#### TEKS DOKUMEN:

=-=-=-=-=

Dr Cipto Mangunkusumo
Cipto pernah berkata “Aku adalah anak
dari rakyat, anak si kromo…..” demikianlah kata-kata Cipto muda tatkala menjadi
murid di STOVIA. dari buku biography Dr Cipto Mangunkusumo pada halaman awal.
Cipto seolah-olah ingin menunjukan bahwa dia adalah golongan rakyat jelata yang
pada saat itu dianggap terbelakang yang tidak berhak dan pantas sejajar dengan
orang-orang belanda. Benarkah Cipto
berasal dari rakyat biasa? Lantas bagaimana Cipto bisa mengenyam pendidikan
hingga bisa menjadi dokter? Dan bagaimana pula seorang dokter dapat terjun
dalam dunia politik hingga mendirikan partai politik?

=-=-=-=-=

#### SOAL LATIHAN A:
Ambil tanpa perubahan bagian teks tentang Dr Cipto Mangunkusumo yang dimulai dari "Cipto seolah-olah ingin" dan berakhir pada "mendirikan partai politik?".
Teks dan catatan di sini tidak saling berkaitan.

=-=-=-=-=

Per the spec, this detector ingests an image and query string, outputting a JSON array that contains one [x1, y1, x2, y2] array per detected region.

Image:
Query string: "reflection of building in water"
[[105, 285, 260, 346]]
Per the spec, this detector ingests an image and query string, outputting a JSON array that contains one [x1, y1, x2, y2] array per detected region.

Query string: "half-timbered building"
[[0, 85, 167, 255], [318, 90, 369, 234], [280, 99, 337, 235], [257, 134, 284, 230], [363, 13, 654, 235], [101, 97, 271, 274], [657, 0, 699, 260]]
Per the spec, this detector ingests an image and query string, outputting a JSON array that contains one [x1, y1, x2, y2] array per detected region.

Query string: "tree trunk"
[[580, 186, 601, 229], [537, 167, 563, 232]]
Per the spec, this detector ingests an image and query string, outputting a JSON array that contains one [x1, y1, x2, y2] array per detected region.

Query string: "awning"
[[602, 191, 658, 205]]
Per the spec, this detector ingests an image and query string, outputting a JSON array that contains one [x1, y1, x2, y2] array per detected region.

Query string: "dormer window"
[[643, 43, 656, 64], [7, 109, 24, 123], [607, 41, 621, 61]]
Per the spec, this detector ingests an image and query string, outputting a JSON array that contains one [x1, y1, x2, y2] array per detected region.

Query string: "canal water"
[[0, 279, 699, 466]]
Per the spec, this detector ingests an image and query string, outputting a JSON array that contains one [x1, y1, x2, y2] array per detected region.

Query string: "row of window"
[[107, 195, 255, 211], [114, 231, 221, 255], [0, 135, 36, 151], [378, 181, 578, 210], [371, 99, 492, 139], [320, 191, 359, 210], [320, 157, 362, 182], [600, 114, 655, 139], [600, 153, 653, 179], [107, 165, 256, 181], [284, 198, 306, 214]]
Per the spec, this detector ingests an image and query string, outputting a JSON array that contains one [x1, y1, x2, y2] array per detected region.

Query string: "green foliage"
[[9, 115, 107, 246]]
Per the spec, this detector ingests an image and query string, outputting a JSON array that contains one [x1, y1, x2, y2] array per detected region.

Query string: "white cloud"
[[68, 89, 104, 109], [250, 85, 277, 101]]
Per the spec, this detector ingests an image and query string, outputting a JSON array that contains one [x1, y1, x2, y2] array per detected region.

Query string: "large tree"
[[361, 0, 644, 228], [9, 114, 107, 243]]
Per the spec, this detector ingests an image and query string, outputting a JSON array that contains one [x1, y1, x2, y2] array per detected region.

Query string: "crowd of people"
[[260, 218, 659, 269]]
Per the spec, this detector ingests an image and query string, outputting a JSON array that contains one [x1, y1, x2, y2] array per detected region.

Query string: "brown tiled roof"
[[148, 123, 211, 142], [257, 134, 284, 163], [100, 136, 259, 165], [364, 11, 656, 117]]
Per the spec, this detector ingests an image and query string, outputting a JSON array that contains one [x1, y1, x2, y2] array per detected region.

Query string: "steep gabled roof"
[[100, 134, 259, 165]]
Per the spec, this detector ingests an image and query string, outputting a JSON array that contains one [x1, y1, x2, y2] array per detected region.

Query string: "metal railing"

=-=-=-=-=

#### SOAL LATIHAN B:
Ubah baris-baris catatan menjadi tabel Markdown berkolom No dan Baris. Ambil baris yang dimulai dari awal catatan dan berakhir pada baris yang memuat "0, 699, 260]]", dengan kedua ujungnya ikut dihitung, lalu abaikan baris kosong.

#### HASIL AKHIR A:
Cipto seolah-olah ingin menunjukan bahwa dia adalah golongan rakyat jelata yang
pada saat itu dianggap terbelakang yang tidak berhak dan pantas sejajar dengan
orang-orang belanda. Benarkah Cipto
berasal dari rakyat biasa? Lantas bagaimana Cipto bisa mengenyam pendidikan
hingga bisa menjadi dokter? Dan bagaimana pula seorang dokter dapat terjun
dalam dunia politik hingga mendirikan partai politik?

#### HASIL AKHIR B:
| No | Baris |
|---|---|
| 1 | Per the spec, this detector ingests an image and query string, outputting a JSON array that contains one [x1, y1, x2, y2] array per detected region. |
| 2 | Image: |
| 3 | Query string: "reflection of building in water" |
| 4 | [[105, 285, 260, 346]] |
| 5 | Per the spec, this detector ingests an image and query string, outputting a JSON array that contains one [x1, y1, x2, y2] array per detected region. |
| 6 | Query string: "half-timbered building" |
| 7 | [[0, 85, 167, 255], [318, 90, 369, 234], [280, 99, 337, 235], [257, 134, 284, 230], [363, 13, 654, 235], [101, 97, 271, 274], [657, 0, 699, 260]] |